_TASK BRIEF_. Extend the description of the modular tubular pallet below, continuing from its final sentence.

_DOCUMENT SEGMENT_.
[BEGIN]

In a preferred embodiment the flanges reversibly are removable from the grooves to allow easy disassembling of the pallet.

These and other features and advantages of this invention are described in, or are apparent from, the following detailed description of various exemplary embodiments of the devices and methods according to this invention.

BRIEF DESCRIPTION OF THE DRAWINGS

Various exemplary embodiments of this invention will be described in detail, with reference to the following figures, wherein:

FIG. 1 is an isometric illustration of an assembled structure with six modular sections (1, 2, 3, 4, 5 and 6), end pieces, middle connecting pieces, and cross piece that is constructed in accordance with principles of the present invention;

FIG. 2 is a fragmentary cross sectional view of the pallet construction showing an extruded single tube with three open channels and showing the interlocking tubular section;

FIG. 3 is a fragmentary isometric illustration similar to that of FIG. 2 and showing an extruded single tube with three open channels;

FIG. 4 is a fragmentary sectional view taken along section A-A as depicted in FIG. 1 and showing the interlocking features of the sections and the use of interconnecting cross piece;

FIG. 5 is a fragmentary sectional view taken along section B-B as depicted in FIG. 1 and showing the interlocking tubular sections;

FIG. 6 shows a middle connector piece for an assembled pallet, for connecting the open longitudinal ends of tubular sections;

FIG. 7 shows an end piece used for closing open longitudinal ends of outside tubular sections of a pallet structure.

DETAILED DESCRIPTION OF THE PREFERRED EMBODIMENT

So that the manner in which the above recited features, advantages and objects of the present invention are attained and can be understood in detail, a more particular description of the invention, briefly summarized above, may be had by reference to the preferred embodiment thereof which is illustrated in the appended drawings, which drawings are incorporated as a part hereof.

It is to be noted however, that the appended drawings illustrate only a typical embodiment of this invention and are therefore not to be considered limiting of its scope, for the invention may admit to other equally effective embodiments.

Thus, as will be understood more clearly from the embodiment of the support structure, in accordance with the invention, and illustrated in FIG. 1, the support structure comprises tubular section members that interlock along the edges, as well as finish pieces that connect with the ends of the tubular sections. By “tubular” is meant that the section has an open, or annular, structure in cross section.

The support structure provides a continuous surfaces, top and bottom, without gaps, with large open or air spaces inside the structure based upon the annular profile section. Also, the support structure is made of sections that are interlocking and overlapping and snap together without fastening devices. A support structure, such as a pallet, produced from the tubular sections is lighter, less expensive, and easier to repair than current pallets made from balsa wood and aluminum skins.

[END]

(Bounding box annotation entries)
[BEGIN]

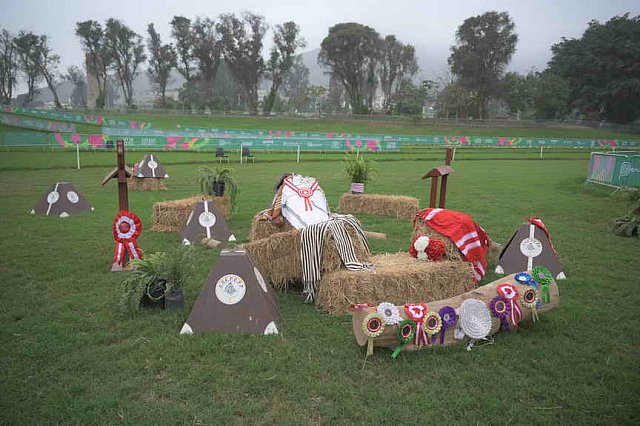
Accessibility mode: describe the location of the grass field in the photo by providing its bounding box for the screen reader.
[0,142,640,424]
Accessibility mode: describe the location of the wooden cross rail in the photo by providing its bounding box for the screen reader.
[422,148,453,209]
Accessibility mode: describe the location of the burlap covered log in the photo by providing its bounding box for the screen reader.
[316,252,473,315]
[339,193,419,219]
[151,195,231,232]
[242,227,370,291]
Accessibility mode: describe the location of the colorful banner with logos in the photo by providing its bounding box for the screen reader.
[587,152,640,187]
[0,114,76,133]
[2,105,152,129]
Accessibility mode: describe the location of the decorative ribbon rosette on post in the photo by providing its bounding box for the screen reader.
[391,319,417,358]
[438,306,456,345]
[497,283,522,328]
[113,210,142,266]
[489,296,511,330]
[409,235,445,260]
[376,302,402,325]
[404,303,429,348]
[521,287,538,322]
[362,312,384,356]
[531,266,553,303]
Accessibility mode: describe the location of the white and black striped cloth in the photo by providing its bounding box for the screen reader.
[300,215,374,302]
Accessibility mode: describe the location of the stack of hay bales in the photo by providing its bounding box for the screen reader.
[151,195,231,232]
[339,193,420,219]
[242,225,370,291]
[316,252,474,315]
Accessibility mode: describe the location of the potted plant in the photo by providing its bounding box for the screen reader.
[345,155,375,194]
[120,246,194,310]
[198,167,238,211]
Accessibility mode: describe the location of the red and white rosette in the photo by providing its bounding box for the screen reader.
[497,283,522,328]
[404,303,429,347]
[113,210,142,266]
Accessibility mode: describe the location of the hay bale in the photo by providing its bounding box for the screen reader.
[316,252,473,315]
[339,193,420,219]
[249,213,295,241]
[241,227,370,291]
[151,195,231,232]
[127,176,167,191]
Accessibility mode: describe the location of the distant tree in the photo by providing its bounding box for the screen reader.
[192,18,222,110]
[282,55,308,111]
[318,22,380,114]
[171,16,195,110]
[549,14,640,123]
[0,29,18,103]
[147,24,177,108]
[216,12,267,115]
[378,35,418,111]
[104,18,147,108]
[63,66,87,108]
[76,20,112,108]
[448,12,518,118]
[264,21,307,114]
[35,35,62,108]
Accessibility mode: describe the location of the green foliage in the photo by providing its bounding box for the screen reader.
[344,155,376,183]
[448,12,518,118]
[197,167,238,211]
[120,246,194,311]
[549,13,640,123]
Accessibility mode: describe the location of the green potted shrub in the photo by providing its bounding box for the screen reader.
[198,167,238,211]
[345,155,375,194]
[120,246,194,310]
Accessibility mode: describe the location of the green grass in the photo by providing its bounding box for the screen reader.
[0,146,640,425]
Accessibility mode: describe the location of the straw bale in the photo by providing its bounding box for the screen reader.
[249,212,295,241]
[127,176,167,191]
[151,195,231,232]
[339,193,420,219]
[242,227,370,291]
[316,252,473,315]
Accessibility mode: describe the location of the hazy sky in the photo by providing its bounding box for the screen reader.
[0,0,640,78]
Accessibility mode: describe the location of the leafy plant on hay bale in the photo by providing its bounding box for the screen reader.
[120,246,194,311]
[613,186,640,237]
[198,167,238,211]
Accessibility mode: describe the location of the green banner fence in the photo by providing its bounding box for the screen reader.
[587,152,640,188]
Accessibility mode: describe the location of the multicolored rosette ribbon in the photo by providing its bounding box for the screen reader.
[391,319,417,359]
[531,266,553,303]
[497,283,522,328]
[362,312,384,356]
[423,312,442,341]
[489,296,511,330]
[438,306,456,345]
[520,287,539,322]
[112,210,142,265]
[404,303,429,348]
[376,302,402,325]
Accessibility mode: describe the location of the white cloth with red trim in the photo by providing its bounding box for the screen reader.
[416,208,491,282]
[282,175,330,229]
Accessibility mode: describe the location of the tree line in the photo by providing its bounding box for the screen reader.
[0,12,640,123]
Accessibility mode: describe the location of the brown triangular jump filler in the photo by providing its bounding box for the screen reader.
[180,250,280,335]
[180,200,236,245]
[134,154,169,179]
[495,223,566,280]
[31,182,93,217]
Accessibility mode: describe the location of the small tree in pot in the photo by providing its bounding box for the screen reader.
[198,167,238,211]
[345,155,376,194]
[120,246,194,310]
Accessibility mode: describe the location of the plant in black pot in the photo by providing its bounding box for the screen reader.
[344,155,376,194]
[198,167,238,211]
[120,246,194,310]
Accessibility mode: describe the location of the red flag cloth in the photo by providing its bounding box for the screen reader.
[416,208,491,283]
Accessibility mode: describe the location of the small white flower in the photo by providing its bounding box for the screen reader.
[376,302,402,325]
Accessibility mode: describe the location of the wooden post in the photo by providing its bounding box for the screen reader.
[116,139,129,210]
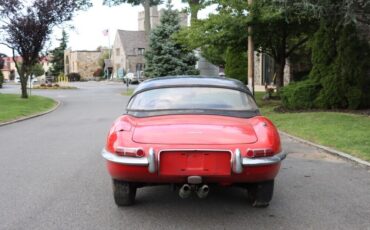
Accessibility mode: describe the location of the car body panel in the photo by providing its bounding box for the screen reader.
[103,77,286,185]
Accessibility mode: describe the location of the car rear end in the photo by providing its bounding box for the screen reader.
[102,77,286,206]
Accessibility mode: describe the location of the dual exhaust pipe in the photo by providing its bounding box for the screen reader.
[179,184,209,199]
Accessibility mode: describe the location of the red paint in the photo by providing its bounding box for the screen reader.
[106,115,281,185]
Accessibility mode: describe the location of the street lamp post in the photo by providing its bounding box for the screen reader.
[248,0,254,95]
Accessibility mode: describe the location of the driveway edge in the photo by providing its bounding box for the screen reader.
[0,99,61,127]
[279,130,370,168]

[END]

_OUTPUT OF THE EXERCISE_.
Referring again to FIG. 1, a support structure in the form of a pallet in accordance with the principles of the present invention and representing the preferred embodiment is illustrated generally as 100. As seen in FIG. 1, the pallet 100 is formed of sections connected without fasteners, but which interlock along the top and bottom surfaces. It is not necessary to form such a structure that one provide fasteners at the weaker side walls or along the outermost perimeter.

In FIG. 1 the pallet is shown composed of six subassembly sections, or sections 1, 2, 3, 4, 5, and 6, which are interconnected and which define a pallet structure of integral construction. The interlocking structure is built based upon a modular structure with each subassembly section further comprising overlapping tubular sections. For each tubular section a protruding flange is interlocked into a corresponding groove in an adjacent section. The tubular sections are connected together in this fashion until the desired pallet section is created.

Looking more particularly at pallet sections, FIGS. 2 and 3, they have top 20 and bottom 30 surfaces. The interlocking and overlapping sections provide a continuous surface.

The interlocking flange design allows for structural integrity, smooth rolling surface on top and bottom. At least two tubular elements are located next to one another with collinear edges and are oriented in the same direction to support loads on top and bottom surfaces and resist bending. Each tubular section of subassembly sections 1, 2, 34, 5 and 6, has a planar upper wall 10 defining an upwardly facing planar surface 20 and with a planar lower wall 12 defining a downwardly planar surface 30 is substantially coplanar with the upper wall of the neighboring tubular section with the same geometry and planar upper wall 14 defining an upwardly facing planar surface 20 and with a planar lower wall 16 defining a downwardly planar surface 30.

The edge of the top surface 10 of one tubular section has a flange 11 that protrudes from it and is of such a design that it fits in a corresponding groove 15 of an adjacent tubular section so as to provide a flat connected surface. The top walls 20 and 30 define flange and tab interlocking connectors for securing the pallet sections in immovable assembly. The protruding flanges 11 and 13 are on the top and bottom walls and on the right side with corresponding grooves 15 and 17 on the top and bottom walls and on the left side of the tubular section. The flange can as well be on the left side top and bottom walls with the corresponding groove on the right side top and bottom walls. Some tubular sections can have flanges on both top and bottom walls for the left and right sides. Some tubular sections can have grooves on both top and bottom walls for the left and right sides. Any combination of the flange and groove as fore mentioned to provide interlocking modular sections.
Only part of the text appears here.